> About this task: Word for word, return the entries listed below.

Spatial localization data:
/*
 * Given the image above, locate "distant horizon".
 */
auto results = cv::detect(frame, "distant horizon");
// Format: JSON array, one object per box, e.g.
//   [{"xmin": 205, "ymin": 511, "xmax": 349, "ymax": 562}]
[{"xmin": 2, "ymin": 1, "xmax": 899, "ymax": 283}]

> Solution:
/*
 * Given the image above, locate "distant horizon".
 */
auto results = cv::detect(frame, "distant horizon");
// Format: JSON array, one object per box, e.g.
//   [{"xmin": 205, "ymin": 511, "xmax": 349, "ymax": 562}]
[{"xmin": 2, "ymin": 1, "xmax": 899, "ymax": 283}]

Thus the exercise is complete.